** Teks Sumber **

□ □ □ □ □

BAB III
KONSEP DASAR
ASUHAN KEPERAWATAN
3.1
Pengkajian
Pengkajian merupakan tahap awal dan landasan dalam proses keperawatan,
untuk itu diperlukan kecermatan dan ketelitian tentang masalah-masalah klien
sehingga dapat memberikan arah terhadap tindakan keperawatan. Keberhasilan
proses keperawatan sangat bergantuang pada tahap ini. Tahap ini terbagi atas:
1. Pengumpulan
Data
Identitas
Klien, Keluhan Utama, pada umumnya
keluhan utama pada kasus fraktur adalah rasa nyeri. Nyeri tersebut bisa akut
atau kronik tergantung dan lamanya serangan. Untuk memperoleh pengkajian yang
lengkap tentang rasa nyeri klien digunakan: Provoking Incident, Quality of
Pain, Region, Severity
(Scale) of Pain, dan Time.
(Ignatavicius, Donna D, 1995)
Riwayat Penyakit Sekarang
Pengumpulan data yang dilakukan untuk menentukan sebab dari fraktur, yang
nantinya membantu dalam membuat rencana tindakan terhadap klien. Ini bisa
berupa kronologi terjadinya penyakit tersebut sehingga nantinya bisa ditentukan
kekuatan yang terjadi dan bagian tubuh mana yang terkena. Selain itu, dengan
mengetahui mekanisme terjadinya kecelakaan bisa diketahui luka kecelakaan yang
lain (Ignatavicius, Donna D, 1995).

□ □ □ □ □

** Petunjuk Tugas **
A. Tentukan apakah tiap pernyataan berikut sesuai dengan teks tentang pengkajian keperawatan: (i) pengkajian adalah tahap awal dalam proses keperawatan; (ii) keluhan utama pada kasus fraktur umumnya berupa demam; (iii) nyeri pada kasus fraktur selalu bersifat akut. Jawab ya atau tidak untuk tiap pernyataan, lalu kutip kata-kata teks yang menentukannya.
B. Salin bagian teks tentang pengkajian keperawatan tanpa mengubah apa pun, mulai dari "Riwayat Penyakit Sekarang" sampai dengan "Donna D, 1995).".

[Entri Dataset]

□ □ □ □ □

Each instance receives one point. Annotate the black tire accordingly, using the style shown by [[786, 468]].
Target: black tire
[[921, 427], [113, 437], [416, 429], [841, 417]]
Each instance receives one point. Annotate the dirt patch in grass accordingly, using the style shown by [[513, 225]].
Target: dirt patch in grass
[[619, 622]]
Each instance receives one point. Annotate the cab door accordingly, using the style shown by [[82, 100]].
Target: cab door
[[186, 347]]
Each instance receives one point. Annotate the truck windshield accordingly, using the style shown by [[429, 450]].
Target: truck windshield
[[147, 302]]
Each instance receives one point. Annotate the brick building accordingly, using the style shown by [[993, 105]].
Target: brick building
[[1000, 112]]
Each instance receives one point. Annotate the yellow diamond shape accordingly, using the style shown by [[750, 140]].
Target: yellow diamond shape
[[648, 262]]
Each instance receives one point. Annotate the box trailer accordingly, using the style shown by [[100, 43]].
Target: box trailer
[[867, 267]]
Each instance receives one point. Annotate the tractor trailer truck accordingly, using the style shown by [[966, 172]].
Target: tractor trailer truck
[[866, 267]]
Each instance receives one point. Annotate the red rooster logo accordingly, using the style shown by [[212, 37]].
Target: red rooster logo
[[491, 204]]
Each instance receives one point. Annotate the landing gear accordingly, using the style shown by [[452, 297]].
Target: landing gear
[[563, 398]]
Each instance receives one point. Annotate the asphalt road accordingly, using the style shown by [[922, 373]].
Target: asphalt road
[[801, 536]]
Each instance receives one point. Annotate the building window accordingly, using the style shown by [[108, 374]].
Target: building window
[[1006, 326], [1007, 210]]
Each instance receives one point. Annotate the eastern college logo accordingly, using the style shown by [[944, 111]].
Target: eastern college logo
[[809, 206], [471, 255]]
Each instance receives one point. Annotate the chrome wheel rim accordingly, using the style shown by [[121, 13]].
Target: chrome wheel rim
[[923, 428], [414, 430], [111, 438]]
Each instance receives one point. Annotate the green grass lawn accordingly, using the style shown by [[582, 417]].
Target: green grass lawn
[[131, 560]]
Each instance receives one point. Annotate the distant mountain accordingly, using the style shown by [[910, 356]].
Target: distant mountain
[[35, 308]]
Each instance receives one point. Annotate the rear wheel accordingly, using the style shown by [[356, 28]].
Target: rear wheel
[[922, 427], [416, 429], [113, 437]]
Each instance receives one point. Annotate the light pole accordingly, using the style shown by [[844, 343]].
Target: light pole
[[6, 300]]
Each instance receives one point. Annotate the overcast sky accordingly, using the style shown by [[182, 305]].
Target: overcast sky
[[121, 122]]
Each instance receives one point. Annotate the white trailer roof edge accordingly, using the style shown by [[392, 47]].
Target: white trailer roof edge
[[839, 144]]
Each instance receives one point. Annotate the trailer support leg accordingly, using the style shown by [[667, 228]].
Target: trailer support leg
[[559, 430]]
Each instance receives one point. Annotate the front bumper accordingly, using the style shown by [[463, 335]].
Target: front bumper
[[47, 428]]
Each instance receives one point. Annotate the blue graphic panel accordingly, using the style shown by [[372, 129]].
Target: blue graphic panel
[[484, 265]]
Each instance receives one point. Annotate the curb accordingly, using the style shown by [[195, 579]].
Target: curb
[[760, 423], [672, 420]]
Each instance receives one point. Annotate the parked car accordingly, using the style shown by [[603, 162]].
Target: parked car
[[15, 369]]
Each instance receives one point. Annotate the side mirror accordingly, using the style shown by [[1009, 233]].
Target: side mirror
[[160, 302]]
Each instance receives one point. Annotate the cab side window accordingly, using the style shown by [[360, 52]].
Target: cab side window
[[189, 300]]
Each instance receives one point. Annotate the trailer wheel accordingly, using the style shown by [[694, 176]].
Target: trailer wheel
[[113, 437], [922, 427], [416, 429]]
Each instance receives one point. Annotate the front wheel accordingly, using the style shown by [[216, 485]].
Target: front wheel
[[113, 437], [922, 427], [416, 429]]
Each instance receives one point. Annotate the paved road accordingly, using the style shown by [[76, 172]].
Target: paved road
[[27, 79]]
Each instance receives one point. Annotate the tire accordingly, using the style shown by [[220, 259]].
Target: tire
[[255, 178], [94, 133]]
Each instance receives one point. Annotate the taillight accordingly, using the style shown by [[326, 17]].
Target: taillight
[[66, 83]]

□ □ □ □ □

** Kunci Jawaban **
A.
(i) Ya: "Pengkajian merupakan tahap awal dan landasan dalam proses keperawatan"
(ii) Tidak: "keluhan utama pada kasus fraktur adalah rasa nyeri"
(iii) Tidak: "Nyeri tersebut bisa akut atau kronik"

B.
Riwayat Penyakit Sekarang
Pengumpulan data yang dilakukan untuk menentukan sebab dari fraktur, yang
nantinya membantu dalam membuat rencana tindakan terhadap klien. Ini bisa
berupa kronologi terjadinya penyakit tersebut sehingga nantinya bisa ditentukan
kekuatan yang terjadi dan bagian tubuh mana yang terkena. Selain itu, dengan
mengetahui mekanisme terjadinya kecelakaan bisa diketahui luka kecelakaan yang
lain (Ignatavicius, Donna D, 1995).